> [Stated problem] Quote the records below word for word, beginning with the line that contains "of the construction" and continuing through the end of the records.

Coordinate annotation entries
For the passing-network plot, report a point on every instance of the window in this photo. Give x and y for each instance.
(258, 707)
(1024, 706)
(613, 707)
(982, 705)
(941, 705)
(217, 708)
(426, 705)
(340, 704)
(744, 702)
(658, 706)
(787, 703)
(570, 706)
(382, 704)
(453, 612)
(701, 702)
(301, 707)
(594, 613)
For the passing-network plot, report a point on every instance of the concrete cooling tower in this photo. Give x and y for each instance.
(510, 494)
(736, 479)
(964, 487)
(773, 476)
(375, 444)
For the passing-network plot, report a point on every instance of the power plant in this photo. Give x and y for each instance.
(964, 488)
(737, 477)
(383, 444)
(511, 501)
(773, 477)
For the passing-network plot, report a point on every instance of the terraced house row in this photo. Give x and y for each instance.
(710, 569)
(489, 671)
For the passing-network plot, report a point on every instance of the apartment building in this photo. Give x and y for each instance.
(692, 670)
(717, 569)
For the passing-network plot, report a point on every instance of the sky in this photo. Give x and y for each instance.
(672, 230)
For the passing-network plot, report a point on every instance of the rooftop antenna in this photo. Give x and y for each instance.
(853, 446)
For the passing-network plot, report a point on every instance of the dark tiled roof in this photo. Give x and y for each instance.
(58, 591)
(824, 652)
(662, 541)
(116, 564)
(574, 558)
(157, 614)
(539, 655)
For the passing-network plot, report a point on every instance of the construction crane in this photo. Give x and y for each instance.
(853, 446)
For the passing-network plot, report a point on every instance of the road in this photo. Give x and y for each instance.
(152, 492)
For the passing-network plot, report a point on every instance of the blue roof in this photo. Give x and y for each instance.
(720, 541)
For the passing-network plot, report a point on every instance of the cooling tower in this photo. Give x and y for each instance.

> [Exercise answer]
For the passing-network plot, report a point on every instance of the construction crane in this photo. Give x and y for each instance.
(853, 446)
For the passing-network plot, report a point on every instance of the road in this photo. Give x and y for each instance.
(152, 492)
For the passing-network plot, report a point on every instance of the blue roof in this photo. Give x and y for each instance.
(720, 541)
For the passing-network plot, report a point on every instance of the cooling tower in this photo. Give x and y for each instance.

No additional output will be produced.